### Stated problem:
In the records below, switch every "soccer" to "football" and write the lines out again with nothing else changed. Leave out the pictures.
* Start Records to process *
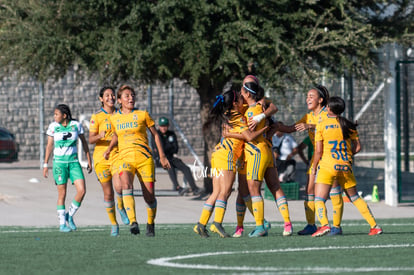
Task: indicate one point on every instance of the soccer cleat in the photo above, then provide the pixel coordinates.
(308, 230)
(134, 229)
(70, 221)
(239, 232)
(322, 231)
(335, 231)
(124, 216)
(288, 229)
(259, 231)
(201, 230)
(267, 225)
(64, 229)
(114, 230)
(375, 231)
(218, 228)
(150, 230)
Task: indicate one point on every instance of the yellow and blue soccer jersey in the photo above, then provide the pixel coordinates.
(257, 152)
(336, 161)
(65, 140)
(229, 150)
(131, 130)
(100, 122)
(313, 118)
* End Records to process *
### Task response:
Task: indicate one point on every instance of the football cleat in the photo above, then provide the pixel coordinates.
(308, 230)
(134, 229)
(70, 221)
(239, 232)
(322, 231)
(335, 231)
(124, 216)
(288, 229)
(259, 231)
(201, 230)
(267, 225)
(64, 229)
(114, 230)
(375, 231)
(218, 228)
(150, 230)
Task: indicate one point on every instance of the yellow and blue football jersey in the photo above, then provide the pixel coordinates.
(257, 152)
(336, 161)
(65, 140)
(229, 150)
(131, 130)
(100, 122)
(313, 118)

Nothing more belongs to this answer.